Data for review
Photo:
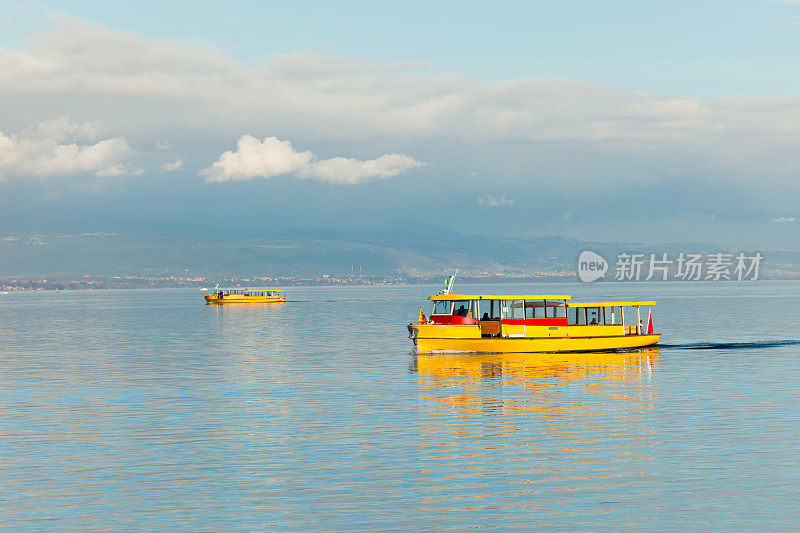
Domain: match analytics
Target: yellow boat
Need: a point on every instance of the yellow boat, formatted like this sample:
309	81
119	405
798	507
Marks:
244	295
529	323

Goal of the exercise
Everything from the line with "Target: yellow boat" down to the last line of the data above should be returned exactly, with both ends kept and nothing added.

Answer box
Target: yellow boat
Need: a point on every instance of the yellow boat, formatted like this sample:
309	81
119	405
798	507
Marks:
244	295
529	323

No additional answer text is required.